[begin SOURCE TEXT]

Kevin Robert Perry, FASLA
Kevin Robert Perry, FASLA
Senior Landscape Architect, Toole Design, and Principal, Urban Rain Design
Thank you Chair Napolitano, Ranking Member Rouzer, and Members of the subcommittee for the opportunity to testify on the valuable work being done by landscape architects in the water and stormwater management space.
My name is Kevin Robert Perry and I am a licensed landscape architect and an internationally recognized leader in successfully integrating stormwater management with high-quality urban design.
I work as a Senior Landscape Architect at Toole Design Group with a specific expertise in intertwining green infrastructure with innovative multimodal streetscape design. I am also the founder of Urban Rain Design, a small design studio based in both California and Oregon that specializes in using Tactical Green Infrastructure to rapidly implement simple, cost-effective, and beautiful public space stormwater projects.
I am here today on behalf of the American Society of Landscape Architects (ASLA), where I have been a Fellow since 2017.
ASLA believes that water quality is essential to our economy, communities, and environment. By working to protect it, our membership of landscape architects plays a critical role in community sustainability and public health.
Landscape architects address water quality through ecologically-based practices that help reduce or remove pollutants in urban, rural, and conservation areas. To help protect water quality and conserve valuable water resources, ASLA encourages planning, design management, and policies that are science-based, collaborative, creative, and equitable.
The Value of Green Infrastructure
Ample clean water supplies are necessary to help preserve health, sustain quality of life, support economic stability, and maintain environmental quality.
Unsustainable development practices, poorly designed infrastructure, population growth, and other factors continue to threaten water quality and emphasize the need for the wiser and more creative use of resources. Urban sprawl and the expansion of paved surfaces increases volume and speed of storm flows, carries pollutants into streams, prevents groundwater recharge, and drastically reduces the landscape’s ability to respond to everyday storm events, much less the current and future challenges of climate change.
In much of the country, especially in older cities and towns, stormwater is funneled into our wastewater systems. During intense rain events, these systems can become overwhelmed resulting in stormwater overflow being released into nearby waters -- along with all of the untreated sewage, debris, pesticides, and anything else caught in the underground pipe system.
While the United States has generally had success in protecting water quality, EPA research has found that nonpoint source pollution, the type of water pollution I just described, remains the leading cause of water quality problems.

[end SOURCE TEXT]
[begin ROWS]

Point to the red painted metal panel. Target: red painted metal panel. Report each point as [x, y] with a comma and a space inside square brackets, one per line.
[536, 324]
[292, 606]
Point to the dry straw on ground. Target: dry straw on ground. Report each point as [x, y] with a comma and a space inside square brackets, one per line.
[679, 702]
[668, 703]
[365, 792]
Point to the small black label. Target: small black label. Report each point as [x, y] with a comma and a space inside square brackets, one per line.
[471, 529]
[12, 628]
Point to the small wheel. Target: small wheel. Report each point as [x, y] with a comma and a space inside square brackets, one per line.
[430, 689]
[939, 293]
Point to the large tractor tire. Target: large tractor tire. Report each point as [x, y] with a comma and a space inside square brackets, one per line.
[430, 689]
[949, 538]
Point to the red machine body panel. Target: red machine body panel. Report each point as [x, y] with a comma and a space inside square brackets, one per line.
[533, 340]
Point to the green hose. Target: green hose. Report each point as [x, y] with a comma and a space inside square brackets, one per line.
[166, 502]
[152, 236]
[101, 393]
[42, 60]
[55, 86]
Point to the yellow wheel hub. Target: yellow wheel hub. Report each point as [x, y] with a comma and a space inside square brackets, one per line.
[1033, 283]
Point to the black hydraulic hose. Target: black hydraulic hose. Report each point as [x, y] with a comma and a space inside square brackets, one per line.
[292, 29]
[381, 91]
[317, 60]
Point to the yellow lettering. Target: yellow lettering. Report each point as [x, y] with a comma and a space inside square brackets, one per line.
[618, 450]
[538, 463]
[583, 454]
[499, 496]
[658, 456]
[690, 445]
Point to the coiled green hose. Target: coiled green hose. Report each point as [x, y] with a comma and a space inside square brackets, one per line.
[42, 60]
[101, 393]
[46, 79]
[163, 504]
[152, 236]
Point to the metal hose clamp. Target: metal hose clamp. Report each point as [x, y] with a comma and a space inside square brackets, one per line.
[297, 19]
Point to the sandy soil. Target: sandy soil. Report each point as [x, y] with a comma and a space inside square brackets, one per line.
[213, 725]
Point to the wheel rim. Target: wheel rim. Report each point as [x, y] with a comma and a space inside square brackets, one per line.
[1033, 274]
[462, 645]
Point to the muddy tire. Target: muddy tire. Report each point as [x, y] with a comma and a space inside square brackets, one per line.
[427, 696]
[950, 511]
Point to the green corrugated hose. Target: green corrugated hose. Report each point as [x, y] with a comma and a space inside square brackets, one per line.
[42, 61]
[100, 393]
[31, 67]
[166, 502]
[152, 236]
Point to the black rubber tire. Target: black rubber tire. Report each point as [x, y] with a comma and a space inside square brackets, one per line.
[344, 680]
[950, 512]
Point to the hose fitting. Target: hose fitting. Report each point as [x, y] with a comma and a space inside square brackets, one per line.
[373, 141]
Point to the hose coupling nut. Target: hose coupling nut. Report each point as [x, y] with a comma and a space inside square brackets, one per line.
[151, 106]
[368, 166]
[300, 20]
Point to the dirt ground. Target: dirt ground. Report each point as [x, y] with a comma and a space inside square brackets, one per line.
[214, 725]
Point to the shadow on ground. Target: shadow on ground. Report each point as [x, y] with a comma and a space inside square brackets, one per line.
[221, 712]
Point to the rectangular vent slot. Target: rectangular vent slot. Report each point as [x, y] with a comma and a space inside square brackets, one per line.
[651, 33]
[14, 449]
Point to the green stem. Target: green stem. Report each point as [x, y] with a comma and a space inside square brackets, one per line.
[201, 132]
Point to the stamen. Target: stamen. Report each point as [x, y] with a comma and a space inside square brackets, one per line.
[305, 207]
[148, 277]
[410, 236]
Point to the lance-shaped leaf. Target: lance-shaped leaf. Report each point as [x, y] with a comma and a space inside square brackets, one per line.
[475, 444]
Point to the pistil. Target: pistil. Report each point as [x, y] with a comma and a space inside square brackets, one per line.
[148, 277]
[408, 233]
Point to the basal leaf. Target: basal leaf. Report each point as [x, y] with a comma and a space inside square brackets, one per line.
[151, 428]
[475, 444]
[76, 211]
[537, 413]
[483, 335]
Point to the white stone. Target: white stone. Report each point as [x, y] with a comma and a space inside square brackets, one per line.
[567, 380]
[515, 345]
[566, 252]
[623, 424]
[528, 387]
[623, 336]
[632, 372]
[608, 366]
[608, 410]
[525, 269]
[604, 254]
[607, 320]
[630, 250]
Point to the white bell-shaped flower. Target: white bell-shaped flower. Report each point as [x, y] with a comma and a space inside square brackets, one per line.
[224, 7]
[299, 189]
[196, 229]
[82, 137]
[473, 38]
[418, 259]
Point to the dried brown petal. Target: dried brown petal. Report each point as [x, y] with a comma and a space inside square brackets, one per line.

[end ROWS]

(AIM) Restate the stretch of the testimony from "Landscape architects address" through "maintain environmental quality.", swapping "collaborative" for "cooperative".

(WORKED ANSWER)
Landscape architects address water quality through ecologically-based practices that help reduce or remove pollutants in urban, rural, and conservation areas. To help protect water quality and conserve valuable water resources, ASLA encourages planning, design management, and policies that are science-based, cooperative, creative, and equitable.
The Value of Green Infrastructure
Ample clean water supplies are necessary to help preserve health, sustain quality of life, support economic stability, and maintain environmental quality.